▶ [Fragmento seleccionado]:
+++

Me llamó la atención el contraste entre el vaso de plástico blanco y esta bebida espesa y oscura. Henrique me dio a probar el açaí solo, sin azúcar ni nada –«como me gusta a mí», dijo- y tenía una textura un poco ruda para aquellos de paladar delicado, pero para mí fue increíble, ¡qué maravilla!
A veces los demás le colocan azúcar y tapioca, así que Henrique tomó uno de los vasos dispensadores y, aunque “se le pasó la mano” de azúcar sin querer, para mí quedó insuperable y la tapioca.... wow, qué increíble. La tapioca mezclada (además del hermoso contraste visual, ya que es blanca) le daba diversión a la bebida porque eran pelotitas crujientes infladas de yuca… y yo estaba en otro nivel de felicidad.
Cruzamos la calle y nos asomamos hacia el borde de la misma para ver los barcos flotando ahí mismo en el agua, algunos con colores, de varios pisos. Le dan vida al puerto, ya que a veces llegan atiborrados de gente en hamacas y de mercancía para vender.
Luego nos fuimos recorriendo el centro de la ciudad hasta llegar a una plaza, cuyo piso creaba un efecto visual interesante y justo al lado se encontraba el teatro de Manaus, famoso por su acústica y su techo inspirado en escamas de peces.
Logramos hacer un par de cosas más ya apurados, como ver el estadio con esa arquitectura sobresaliente, porque pronto salía mi próximo vuelo.
Cuando llegamos al aeropuerto, Henrique se despidió con mucho cariño y yo muy agradecida por la atención incomparable que recibí.
Entré por aquella gran puerta de vidrio por la cual había salido el día anterior y, una vez más, continuaba mi viaje sola.
Fueron unos segundos de intriga justo antes de que me entregaran el boleto de abordaje; habían muchas personas despidiéndose con cariño. Quién sabe cuál era la historia detrás de aquellas despedidas amorosas entre parejas, familiares y amigos…
Pasé a un lugar de espera y ahí todos los anuncios eran en portugués; podía entender un 40% y eso me ponía un poquito nerviosa y más cuando ya era la hora de abordaje y veía a los grupos de personas moviéndose de una puerta. Abordamos el avión bastante rápido y despegamos.

+++

▶ [Datos en bruto]:
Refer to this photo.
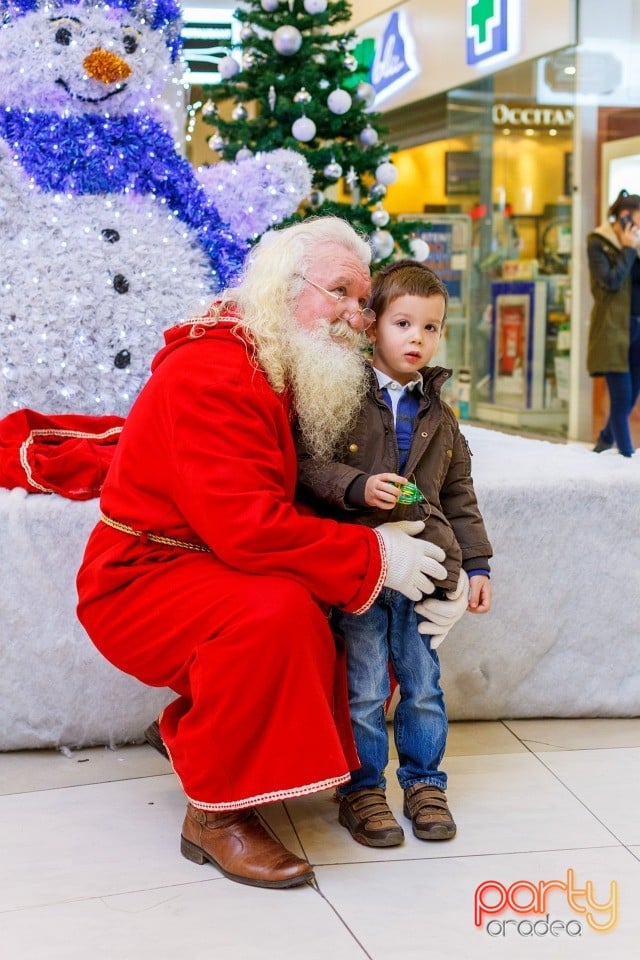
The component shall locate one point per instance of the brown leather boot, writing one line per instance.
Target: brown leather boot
(240, 847)
(426, 807)
(152, 736)
(367, 817)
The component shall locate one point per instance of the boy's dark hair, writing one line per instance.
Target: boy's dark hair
(405, 278)
(629, 202)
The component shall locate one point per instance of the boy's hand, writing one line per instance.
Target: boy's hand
(479, 594)
(381, 491)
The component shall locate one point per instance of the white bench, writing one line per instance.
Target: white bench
(562, 640)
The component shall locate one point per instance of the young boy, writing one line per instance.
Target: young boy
(404, 432)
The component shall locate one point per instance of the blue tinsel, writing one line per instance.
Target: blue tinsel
(91, 154)
(163, 15)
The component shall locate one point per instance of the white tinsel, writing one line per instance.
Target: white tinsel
(256, 193)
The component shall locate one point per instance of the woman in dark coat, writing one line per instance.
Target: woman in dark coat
(614, 332)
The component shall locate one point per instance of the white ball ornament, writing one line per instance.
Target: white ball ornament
(303, 129)
(339, 101)
(228, 67)
(315, 6)
(366, 93)
(287, 40)
(380, 217)
(382, 244)
(420, 249)
(386, 173)
(368, 136)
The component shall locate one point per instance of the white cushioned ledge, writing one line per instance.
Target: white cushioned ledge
(562, 640)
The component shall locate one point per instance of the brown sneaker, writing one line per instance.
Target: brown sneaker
(367, 817)
(426, 807)
(238, 844)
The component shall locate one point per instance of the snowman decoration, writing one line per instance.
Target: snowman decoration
(107, 236)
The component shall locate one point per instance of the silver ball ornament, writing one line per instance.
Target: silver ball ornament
(217, 143)
(287, 40)
(382, 244)
(249, 59)
(366, 93)
(380, 217)
(303, 129)
(315, 6)
(339, 101)
(228, 67)
(368, 136)
(386, 173)
(333, 170)
(420, 249)
(240, 112)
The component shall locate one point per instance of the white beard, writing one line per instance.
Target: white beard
(327, 374)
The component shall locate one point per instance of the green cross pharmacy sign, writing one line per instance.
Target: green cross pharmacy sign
(487, 29)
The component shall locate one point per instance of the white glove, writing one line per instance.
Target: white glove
(441, 615)
(410, 562)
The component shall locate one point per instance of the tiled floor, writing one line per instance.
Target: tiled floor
(90, 866)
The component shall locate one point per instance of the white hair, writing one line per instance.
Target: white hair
(272, 281)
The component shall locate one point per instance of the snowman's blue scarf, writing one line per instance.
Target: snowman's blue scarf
(97, 155)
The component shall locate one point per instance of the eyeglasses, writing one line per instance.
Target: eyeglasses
(367, 316)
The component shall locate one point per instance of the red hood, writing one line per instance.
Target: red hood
(184, 333)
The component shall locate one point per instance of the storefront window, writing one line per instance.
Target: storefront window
(495, 189)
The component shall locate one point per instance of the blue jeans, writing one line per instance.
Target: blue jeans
(623, 393)
(388, 631)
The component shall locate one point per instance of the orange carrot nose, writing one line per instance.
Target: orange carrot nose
(105, 67)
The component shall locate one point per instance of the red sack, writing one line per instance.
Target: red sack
(68, 453)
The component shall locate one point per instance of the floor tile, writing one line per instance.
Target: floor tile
(501, 803)
(26, 770)
(420, 909)
(198, 921)
(471, 738)
(608, 784)
(588, 734)
(92, 841)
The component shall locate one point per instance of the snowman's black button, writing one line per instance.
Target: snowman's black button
(122, 359)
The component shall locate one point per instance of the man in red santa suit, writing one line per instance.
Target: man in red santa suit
(203, 576)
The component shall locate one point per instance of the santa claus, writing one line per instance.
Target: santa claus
(205, 577)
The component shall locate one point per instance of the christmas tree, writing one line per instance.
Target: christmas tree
(295, 82)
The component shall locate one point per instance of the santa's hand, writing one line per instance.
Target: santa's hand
(410, 563)
(441, 615)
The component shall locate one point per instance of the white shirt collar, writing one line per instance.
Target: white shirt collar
(384, 380)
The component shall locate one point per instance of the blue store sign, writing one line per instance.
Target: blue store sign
(395, 64)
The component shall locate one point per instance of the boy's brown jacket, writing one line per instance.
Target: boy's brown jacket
(439, 463)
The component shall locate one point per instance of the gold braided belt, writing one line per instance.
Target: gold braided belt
(153, 537)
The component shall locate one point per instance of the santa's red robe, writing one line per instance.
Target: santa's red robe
(240, 633)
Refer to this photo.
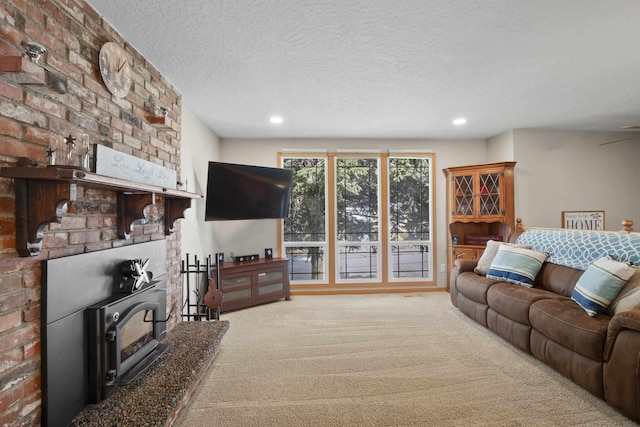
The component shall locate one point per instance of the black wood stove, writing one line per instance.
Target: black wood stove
(103, 321)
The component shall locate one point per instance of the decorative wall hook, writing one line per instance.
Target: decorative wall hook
(33, 50)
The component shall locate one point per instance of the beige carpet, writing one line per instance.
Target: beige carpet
(380, 360)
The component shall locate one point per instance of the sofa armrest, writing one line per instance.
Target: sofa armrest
(627, 320)
(465, 265)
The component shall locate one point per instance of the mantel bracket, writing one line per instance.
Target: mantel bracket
(33, 218)
(130, 207)
(173, 210)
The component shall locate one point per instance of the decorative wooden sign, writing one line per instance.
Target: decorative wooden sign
(116, 164)
(583, 220)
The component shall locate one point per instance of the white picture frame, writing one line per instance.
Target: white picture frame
(583, 220)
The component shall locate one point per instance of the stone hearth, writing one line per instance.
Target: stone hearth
(158, 395)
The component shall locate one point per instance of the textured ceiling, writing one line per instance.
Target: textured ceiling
(392, 68)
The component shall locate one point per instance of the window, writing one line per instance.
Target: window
(357, 213)
(380, 209)
(304, 237)
(410, 218)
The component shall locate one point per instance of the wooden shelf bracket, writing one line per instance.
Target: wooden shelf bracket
(33, 218)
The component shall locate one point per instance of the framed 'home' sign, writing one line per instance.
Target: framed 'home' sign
(583, 220)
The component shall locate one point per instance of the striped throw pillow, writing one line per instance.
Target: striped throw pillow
(600, 284)
(516, 265)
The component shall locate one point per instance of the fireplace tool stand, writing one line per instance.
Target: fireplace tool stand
(197, 283)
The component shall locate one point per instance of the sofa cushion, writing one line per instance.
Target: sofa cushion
(474, 286)
(490, 252)
(557, 278)
(601, 284)
(516, 265)
(563, 321)
(514, 301)
(629, 297)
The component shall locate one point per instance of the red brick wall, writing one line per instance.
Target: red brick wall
(32, 120)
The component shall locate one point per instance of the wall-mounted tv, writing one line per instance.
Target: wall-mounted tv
(236, 191)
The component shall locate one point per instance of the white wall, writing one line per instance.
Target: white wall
(500, 148)
(558, 171)
(249, 237)
(199, 146)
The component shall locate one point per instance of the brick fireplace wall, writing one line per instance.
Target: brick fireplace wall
(33, 119)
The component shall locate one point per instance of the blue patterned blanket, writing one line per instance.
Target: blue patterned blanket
(579, 248)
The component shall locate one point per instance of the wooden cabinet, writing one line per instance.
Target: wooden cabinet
(249, 283)
(480, 206)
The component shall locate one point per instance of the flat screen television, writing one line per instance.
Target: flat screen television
(236, 191)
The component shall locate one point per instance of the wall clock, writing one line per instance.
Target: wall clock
(115, 68)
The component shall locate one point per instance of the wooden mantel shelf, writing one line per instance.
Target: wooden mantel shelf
(42, 192)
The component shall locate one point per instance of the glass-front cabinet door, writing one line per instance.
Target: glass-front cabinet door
(489, 200)
(464, 195)
(477, 195)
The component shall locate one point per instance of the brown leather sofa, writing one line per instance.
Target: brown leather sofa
(601, 353)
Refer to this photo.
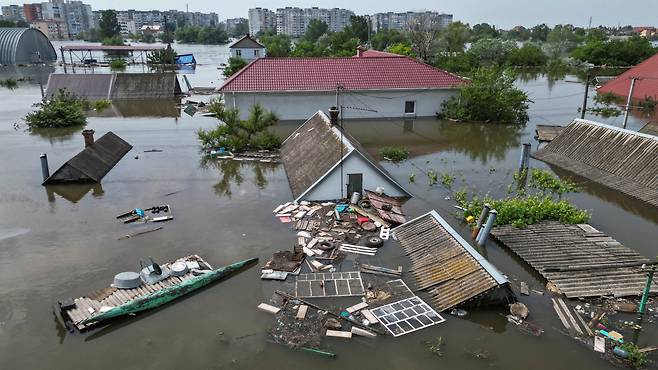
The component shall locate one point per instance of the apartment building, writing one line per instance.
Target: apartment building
(260, 20)
(402, 21)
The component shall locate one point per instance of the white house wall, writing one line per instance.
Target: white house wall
(301, 105)
(329, 188)
(248, 53)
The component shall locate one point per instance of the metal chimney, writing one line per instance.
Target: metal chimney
(333, 115)
(89, 137)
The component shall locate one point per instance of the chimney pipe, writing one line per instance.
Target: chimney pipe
(89, 137)
(333, 115)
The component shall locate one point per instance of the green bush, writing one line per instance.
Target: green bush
(521, 211)
(9, 83)
(118, 65)
(63, 110)
(240, 135)
(234, 65)
(545, 181)
(394, 153)
(490, 97)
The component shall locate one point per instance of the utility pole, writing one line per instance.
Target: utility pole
(629, 100)
(584, 109)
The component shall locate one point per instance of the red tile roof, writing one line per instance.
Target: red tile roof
(324, 74)
(646, 85)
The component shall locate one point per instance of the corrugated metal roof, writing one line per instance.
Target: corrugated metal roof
(580, 260)
(646, 85)
(325, 74)
(93, 162)
(623, 160)
(313, 150)
(25, 46)
(443, 263)
(247, 42)
(116, 86)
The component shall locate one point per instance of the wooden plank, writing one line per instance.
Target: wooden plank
(301, 312)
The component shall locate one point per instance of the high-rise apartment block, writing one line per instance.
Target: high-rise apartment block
(403, 21)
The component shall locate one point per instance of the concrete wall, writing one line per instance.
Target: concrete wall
(300, 105)
(248, 53)
(329, 188)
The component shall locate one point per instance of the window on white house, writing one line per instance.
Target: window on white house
(410, 107)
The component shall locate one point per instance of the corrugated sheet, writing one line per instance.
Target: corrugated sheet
(90, 86)
(580, 260)
(310, 152)
(116, 86)
(25, 46)
(92, 163)
(443, 263)
(620, 159)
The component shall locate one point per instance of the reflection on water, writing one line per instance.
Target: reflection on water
(231, 173)
(73, 192)
(481, 142)
(57, 135)
(140, 108)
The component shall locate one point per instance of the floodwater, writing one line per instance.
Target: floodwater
(58, 242)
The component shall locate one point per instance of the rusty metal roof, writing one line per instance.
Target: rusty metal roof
(92, 163)
(619, 159)
(444, 264)
(579, 259)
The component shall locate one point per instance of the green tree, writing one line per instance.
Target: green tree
(234, 65)
(240, 135)
(491, 96)
(358, 28)
(562, 39)
(276, 45)
(484, 31)
(491, 52)
(455, 37)
(401, 48)
(539, 33)
(242, 28)
(529, 55)
(108, 25)
(315, 29)
(383, 39)
(615, 52)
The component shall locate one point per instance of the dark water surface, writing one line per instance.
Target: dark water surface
(58, 242)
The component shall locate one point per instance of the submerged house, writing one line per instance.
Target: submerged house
(646, 81)
(368, 85)
(448, 268)
(93, 162)
(623, 160)
(247, 48)
(323, 162)
(116, 86)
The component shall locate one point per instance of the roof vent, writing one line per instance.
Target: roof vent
(333, 115)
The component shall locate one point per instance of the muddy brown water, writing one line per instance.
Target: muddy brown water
(58, 242)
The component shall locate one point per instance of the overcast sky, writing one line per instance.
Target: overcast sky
(503, 13)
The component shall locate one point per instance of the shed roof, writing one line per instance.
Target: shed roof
(645, 86)
(118, 86)
(247, 42)
(25, 46)
(314, 149)
(93, 162)
(579, 259)
(351, 73)
(443, 263)
(623, 160)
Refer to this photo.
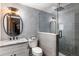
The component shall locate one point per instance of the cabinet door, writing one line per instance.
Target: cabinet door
(20, 49)
(5, 51)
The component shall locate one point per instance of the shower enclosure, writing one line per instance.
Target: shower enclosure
(65, 23)
(69, 25)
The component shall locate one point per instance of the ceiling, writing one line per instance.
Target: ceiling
(47, 7)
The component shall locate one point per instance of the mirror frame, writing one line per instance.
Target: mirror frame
(5, 29)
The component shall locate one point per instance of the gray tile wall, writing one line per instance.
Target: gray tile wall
(44, 24)
(30, 19)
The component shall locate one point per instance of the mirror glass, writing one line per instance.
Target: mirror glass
(12, 24)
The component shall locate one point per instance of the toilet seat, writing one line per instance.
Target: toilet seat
(37, 51)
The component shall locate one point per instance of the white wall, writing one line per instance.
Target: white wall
(47, 41)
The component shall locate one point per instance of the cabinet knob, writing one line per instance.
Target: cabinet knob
(10, 55)
(14, 54)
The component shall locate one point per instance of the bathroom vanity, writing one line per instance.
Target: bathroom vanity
(14, 48)
(13, 26)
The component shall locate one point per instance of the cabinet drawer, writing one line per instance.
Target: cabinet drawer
(19, 47)
(5, 50)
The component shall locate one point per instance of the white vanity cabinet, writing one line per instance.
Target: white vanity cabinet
(20, 49)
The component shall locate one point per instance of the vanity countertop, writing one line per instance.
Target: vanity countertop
(11, 42)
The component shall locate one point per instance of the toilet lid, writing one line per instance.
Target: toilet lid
(36, 50)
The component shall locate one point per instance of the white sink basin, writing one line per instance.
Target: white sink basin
(8, 42)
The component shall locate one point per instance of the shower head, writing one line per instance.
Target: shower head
(59, 9)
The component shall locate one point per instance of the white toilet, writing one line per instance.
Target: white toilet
(36, 51)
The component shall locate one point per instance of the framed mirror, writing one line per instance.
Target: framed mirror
(12, 24)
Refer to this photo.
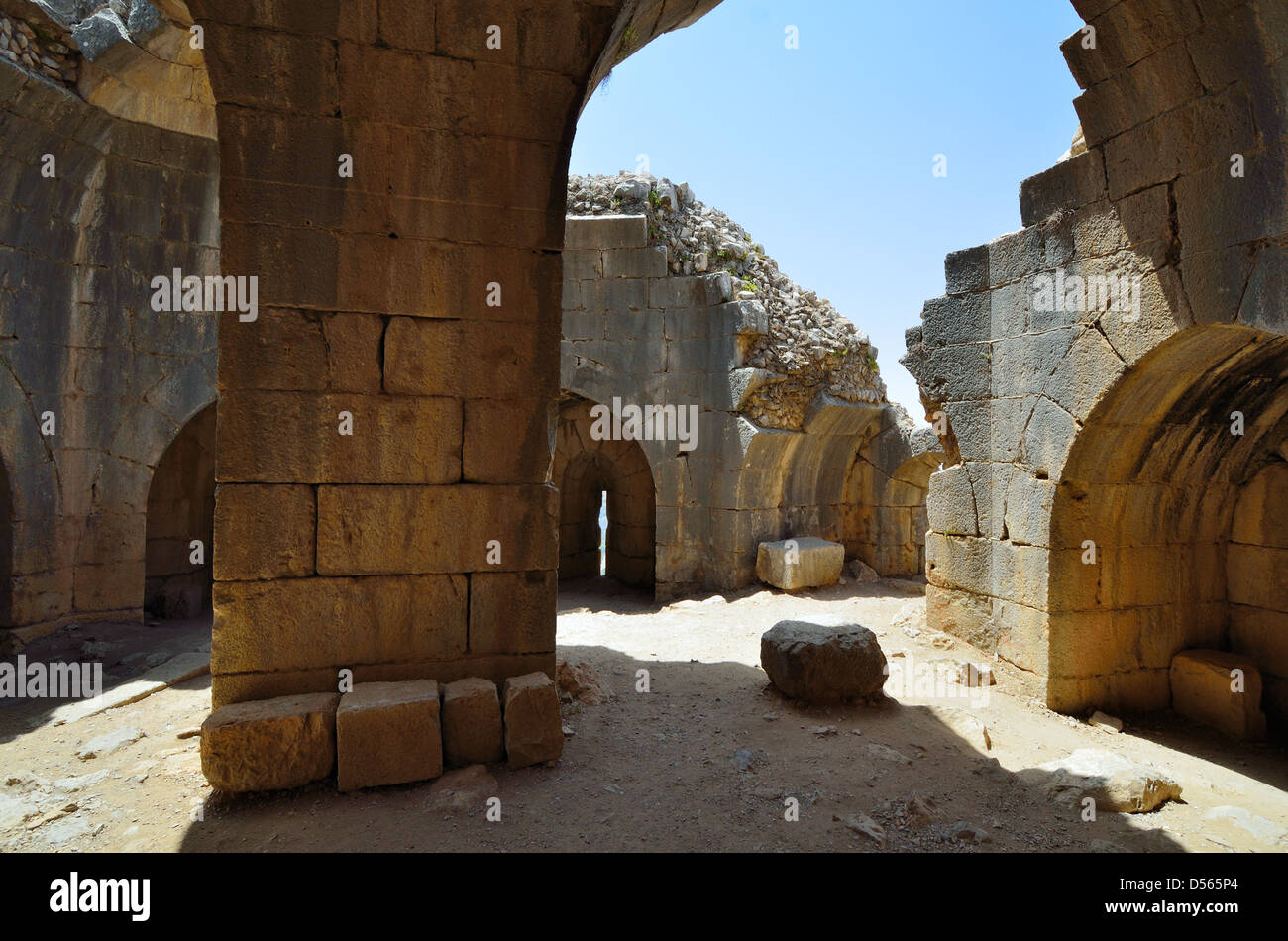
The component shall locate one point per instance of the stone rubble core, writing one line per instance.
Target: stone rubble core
(47, 56)
(688, 510)
(380, 734)
(806, 348)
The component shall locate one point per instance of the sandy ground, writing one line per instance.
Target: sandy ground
(709, 759)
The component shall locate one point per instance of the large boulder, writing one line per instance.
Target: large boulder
(823, 663)
(1113, 782)
(802, 563)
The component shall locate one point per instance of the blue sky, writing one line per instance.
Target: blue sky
(824, 153)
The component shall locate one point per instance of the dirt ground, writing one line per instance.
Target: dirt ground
(709, 759)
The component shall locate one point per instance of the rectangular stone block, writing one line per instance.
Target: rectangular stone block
(472, 360)
(265, 532)
(507, 442)
(269, 744)
(473, 733)
(804, 563)
(387, 733)
(1220, 690)
(513, 611)
(336, 622)
(533, 727)
(398, 529)
(294, 438)
(635, 262)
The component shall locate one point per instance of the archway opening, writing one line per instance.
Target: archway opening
(605, 505)
(1168, 525)
(181, 521)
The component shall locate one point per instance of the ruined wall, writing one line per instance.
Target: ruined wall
(638, 334)
(372, 550)
(80, 342)
(1072, 415)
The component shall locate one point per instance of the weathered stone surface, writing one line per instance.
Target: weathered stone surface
(579, 681)
(1115, 783)
(270, 744)
(387, 733)
(800, 563)
(1220, 690)
(533, 730)
(472, 722)
(465, 790)
(823, 663)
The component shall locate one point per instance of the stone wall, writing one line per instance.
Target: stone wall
(639, 335)
(81, 347)
(420, 297)
(1085, 528)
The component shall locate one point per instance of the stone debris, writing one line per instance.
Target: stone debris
(887, 753)
(579, 681)
(807, 348)
(911, 618)
(969, 833)
(1220, 690)
(866, 826)
(463, 789)
(533, 730)
(921, 810)
(823, 663)
(1113, 782)
(48, 58)
(1106, 722)
(800, 563)
(971, 730)
(1265, 830)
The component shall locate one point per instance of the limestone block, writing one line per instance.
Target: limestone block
(1202, 682)
(269, 744)
(823, 663)
(635, 262)
(533, 729)
(472, 722)
(951, 502)
(387, 733)
(265, 532)
(804, 563)
(1115, 783)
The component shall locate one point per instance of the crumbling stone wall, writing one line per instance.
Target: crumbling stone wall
(94, 383)
(420, 296)
(638, 334)
(1085, 527)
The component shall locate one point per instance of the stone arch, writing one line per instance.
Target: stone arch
(587, 468)
(181, 508)
(1180, 514)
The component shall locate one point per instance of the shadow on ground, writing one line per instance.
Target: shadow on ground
(704, 761)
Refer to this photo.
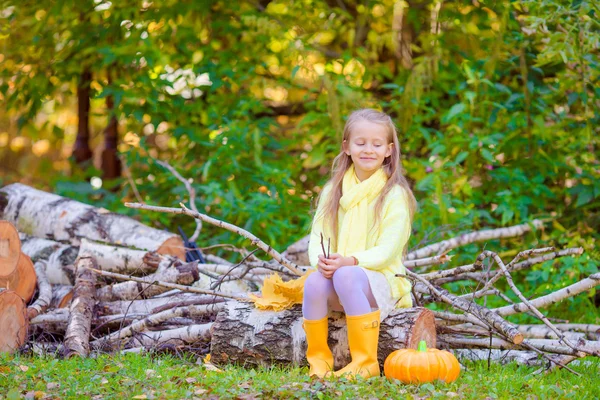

+++

▶ [Lo que harás]:
**1.** En el relato sobre Manaus, ¿por qué es famoso el teatro de la ciudad?
**2.** Continúa el relato sobre Manaus a partir del punto en que se interrumpe.
Para resolver esto no hacen falta los datos.

▶ [Resultados esperados]:
**1.** Por su acústica y su techo inspirado en escamas de peces.

**2.**
La emoción de reencontrarse con un paisaje conocido
Leí un poco más sobre este libro que hablaba de la selva, de cómo te cambia, siendo interrumpida sólo por la azafata cuando traía algún refrigerio.
Apenas vi los ríos con sus meandros por la ventana me emocioné muchísimo, un aire de familiaridad tenían esos paisajes selváticos… ¡y cómo no! Después de tantos viajes que había hecho a la selva con mi familia esto se sentía más que conocido.
Empezamos a descender y empecé a distinguir las palmas y árboles características de esta selva. Mi emoción no podía disimular cuando esta ciudad al lado del río empezaba a acercarse más y más… ¿a dónde iba? ¿Qué me esperaba? Yo no sabía nada, yo sólo sabía que iba.
Aterrizamos rodeados de selva y un aeropuerto muy bonito con grandes letras plateadas me confirmaban que había agarrado el avión correcto (un pequeño nerviosismo que tenía mientras volaba). Llegamos pocas personas y luego de ir al baño estaba mi maleta casi sola dando vueltas en la cinta… ¿cuántos viajes no hemos hecho juntas? Eso se le notaba en sus raspones y marcas, pero siempre fiel a todos mis inventos y aventuras.
La tomé con cariño una vez más y saliendo por la puerta de vidrio, entre la gente que me ofrecía taxis pude ver la cara de Emiliano sonriendo.
Sonriendo como aquella vez que lo conocí en una conferencia en Colombia y, sabiendo mi miedo escénico, conspiró con otros amigos exploradores para que presentara a mi papá frente a un gran público mientras él, en primera fila, me veía con esa misma expresión de picardía.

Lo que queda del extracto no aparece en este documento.